> Your instructions:
The data below holds a line containing "box: [141, 0, 180, 20]" and a line containing "positive clicks: (279, 135)"; please quote exactly those two lines and every line between them, and nothing else.

> Source information:

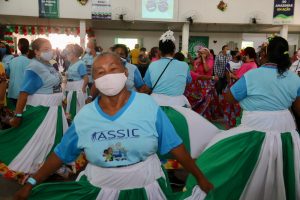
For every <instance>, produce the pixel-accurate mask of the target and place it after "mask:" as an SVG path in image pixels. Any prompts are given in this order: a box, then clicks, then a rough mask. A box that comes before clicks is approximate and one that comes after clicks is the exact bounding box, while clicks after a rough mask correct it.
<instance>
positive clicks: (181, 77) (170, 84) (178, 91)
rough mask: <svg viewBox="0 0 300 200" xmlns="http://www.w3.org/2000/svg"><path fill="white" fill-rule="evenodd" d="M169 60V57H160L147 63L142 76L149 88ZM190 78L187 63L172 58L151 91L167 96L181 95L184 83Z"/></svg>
mask: <svg viewBox="0 0 300 200" xmlns="http://www.w3.org/2000/svg"><path fill="white" fill-rule="evenodd" d="M169 62H170V59H169V58H162V59H160V60H158V61H155V62H152V63H151V64H150V65H149V68H148V70H147V72H146V74H145V77H144V81H145V83H146V85H147V86H148V87H149V88H152V87H153V86H154V85H155V83H156V82H157V80H158V78H159V76H160V75H161V73H162V72H163V70H164V69H165V67H166V66H167V64H168V63H169ZM191 80H192V78H191V74H190V69H189V66H188V64H187V63H185V62H182V61H178V60H176V59H174V60H172V61H171V62H170V64H169V66H168V68H167V69H166V71H165V72H164V74H163V75H162V76H161V78H160V80H159V81H158V83H157V85H156V86H155V88H154V89H153V91H152V92H153V93H156V94H164V95H168V96H180V95H183V93H184V90H185V87H186V84H187V83H190V82H191Z"/></svg>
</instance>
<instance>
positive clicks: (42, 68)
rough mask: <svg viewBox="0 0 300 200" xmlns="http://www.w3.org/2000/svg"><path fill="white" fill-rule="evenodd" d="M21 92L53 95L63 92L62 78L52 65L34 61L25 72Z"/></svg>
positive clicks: (35, 59)
mask: <svg viewBox="0 0 300 200" xmlns="http://www.w3.org/2000/svg"><path fill="white" fill-rule="evenodd" d="M24 74H25V77H24V81H23V84H22V87H21V90H20V91H21V92H26V93H28V94H30V95H31V94H35V93H36V94H53V93H57V92H61V87H60V84H61V77H60V75H59V73H58V72H57V71H56V70H55V68H54V67H53V66H52V65H50V64H49V65H46V64H44V63H41V62H40V61H38V60H36V59H32V60H31V62H30V64H29V65H28V66H27V68H26V70H25V73H24Z"/></svg>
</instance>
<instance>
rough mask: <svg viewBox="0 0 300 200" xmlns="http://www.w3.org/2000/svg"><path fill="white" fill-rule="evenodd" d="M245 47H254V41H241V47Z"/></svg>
mask: <svg viewBox="0 0 300 200" xmlns="http://www.w3.org/2000/svg"><path fill="white" fill-rule="evenodd" d="M246 47H254V42H252V41H242V47H241V49H245V48H246Z"/></svg>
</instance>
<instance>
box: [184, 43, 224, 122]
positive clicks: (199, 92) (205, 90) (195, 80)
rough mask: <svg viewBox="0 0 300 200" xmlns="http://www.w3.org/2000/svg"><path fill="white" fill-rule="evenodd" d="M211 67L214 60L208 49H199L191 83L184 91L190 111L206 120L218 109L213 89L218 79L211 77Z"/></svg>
mask: <svg viewBox="0 0 300 200" xmlns="http://www.w3.org/2000/svg"><path fill="white" fill-rule="evenodd" d="M213 65H214V59H213V56H212V55H211V54H210V51H209V49H207V48H204V47H201V48H200V49H199V50H198V58H197V59H196V60H195V61H194V63H193V66H194V69H193V71H191V76H192V82H191V83H190V84H189V85H187V88H186V91H185V95H186V97H187V98H188V100H189V102H190V103H191V106H192V109H193V110H194V111H195V112H197V113H199V114H201V115H202V116H204V117H205V118H206V119H208V120H211V119H212V118H213V116H214V115H215V114H216V113H217V112H216V111H217V107H218V97H217V93H216V90H215V87H214V85H215V81H217V80H218V77H215V76H213Z"/></svg>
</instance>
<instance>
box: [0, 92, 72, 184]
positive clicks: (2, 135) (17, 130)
mask: <svg viewBox="0 0 300 200" xmlns="http://www.w3.org/2000/svg"><path fill="white" fill-rule="evenodd" d="M62 100H63V94H62V93H57V94H34V95H30V96H29V97H28V100H27V105H26V111H25V112H24V114H23V121H22V123H21V125H20V126H19V127H18V128H10V129H7V130H3V131H1V132H0V146H1V151H0V161H1V163H0V174H2V175H4V176H5V177H8V178H17V179H18V178H21V177H22V176H20V173H21V174H22V173H24V174H32V173H34V172H36V171H37V170H38V169H39V167H40V166H41V165H42V163H43V162H44V161H45V159H46V157H47V156H48V155H49V153H50V152H51V151H52V150H53V147H54V145H56V144H57V143H59V142H60V140H61V138H62V135H63V133H64V132H65V131H66V129H67V128H68V124H67V121H66V117H65V114H64V111H63V109H62V106H61V103H62ZM16 175H18V176H20V177H15V176H16Z"/></svg>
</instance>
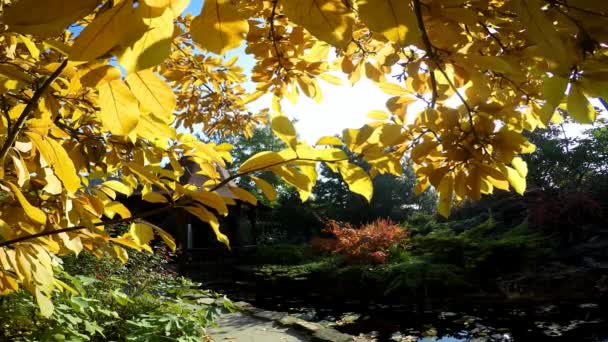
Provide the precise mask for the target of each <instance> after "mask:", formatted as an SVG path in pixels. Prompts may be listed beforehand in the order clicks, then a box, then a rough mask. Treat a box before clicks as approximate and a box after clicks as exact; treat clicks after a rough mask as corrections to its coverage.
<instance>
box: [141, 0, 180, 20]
mask: <svg viewBox="0 0 608 342" xmlns="http://www.w3.org/2000/svg"><path fill="white" fill-rule="evenodd" d="M144 3H145V4H146V5H148V6H150V7H160V8H166V7H169V9H170V10H171V11H172V12H173V16H174V17H176V18H177V17H178V16H179V15H180V14H182V12H183V11H184V10H185V9H186V7H188V4H189V3H190V0H144Z"/></svg>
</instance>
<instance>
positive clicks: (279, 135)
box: [271, 115, 297, 149]
mask: <svg viewBox="0 0 608 342" xmlns="http://www.w3.org/2000/svg"><path fill="white" fill-rule="evenodd" d="M271 127H272V131H273V132H274V134H275V135H276V136H277V137H278V138H279V139H281V140H283V141H284V142H285V143H286V144H287V146H291V148H293V149H295V148H296V144H297V140H296V129H295V128H294V127H293V124H292V123H291V121H290V120H289V118H287V117H286V116H284V115H277V116H275V117H274V118H272V122H271Z"/></svg>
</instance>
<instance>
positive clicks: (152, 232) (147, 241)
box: [129, 222, 154, 246]
mask: <svg viewBox="0 0 608 342" xmlns="http://www.w3.org/2000/svg"><path fill="white" fill-rule="evenodd" d="M129 234H131V236H132V237H133V240H135V243H137V244H138V245H140V246H143V245H147V244H149V243H150V241H152V239H154V232H153V231H152V227H150V226H149V225H147V224H145V223H142V222H133V223H131V227H130V228H129Z"/></svg>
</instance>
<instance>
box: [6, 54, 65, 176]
mask: <svg viewBox="0 0 608 342" xmlns="http://www.w3.org/2000/svg"><path fill="white" fill-rule="evenodd" d="M67 65H68V60H67V59H64V60H63V62H62V63H61V65H59V67H58V68H57V70H55V71H54V72H53V73H52V74H51V76H49V78H47V79H46V80H45V81H44V83H43V84H42V86H40V88H38V89H37V90H36V92H35V93H34V96H32V98H31V99H30V100H29V102H28V103H27V105H26V106H25V108H23V111H22V112H21V114H20V115H19V118H17V121H16V122H15V125H14V126H13V129H12V130H11V131H10V132H9V133H8V136H7V137H6V140H5V141H4V144H3V145H2V149H0V165H3V164H4V159H5V158H6V154H7V153H8V151H9V149H10V148H11V147H12V146H13V144H15V141H17V137H18V136H19V133H20V132H21V130H22V129H23V126H24V125H25V121H26V120H27V119H28V117H29V116H30V114H31V112H32V111H33V110H34V108H36V106H38V101H40V98H41V97H42V95H44V92H45V91H46V90H47V88H48V87H49V86H50V85H51V83H53V81H55V79H56V78H57V77H59V75H60V74H61V72H62V71H63V69H65V67H66V66H67Z"/></svg>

> The answer:
box: [141, 0, 180, 20]
mask: <svg viewBox="0 0 608 342" xmlns="http://www.w3.org/2000/svg"><path fill="white" fill-rule="evenodd" d="M144 3H145V4H146V5H148V6H150V7H160V8H166V7H169V9H170V10H171V11H172V12H173V16H174V17H176V18H177V17H178V16H179V15H180V14H182V12H183V11H184V10H185V9H186V7H188V4H189V3H190V0H144Z"/></svg>
</instance>
<instance>
positive clicks: (279, 135)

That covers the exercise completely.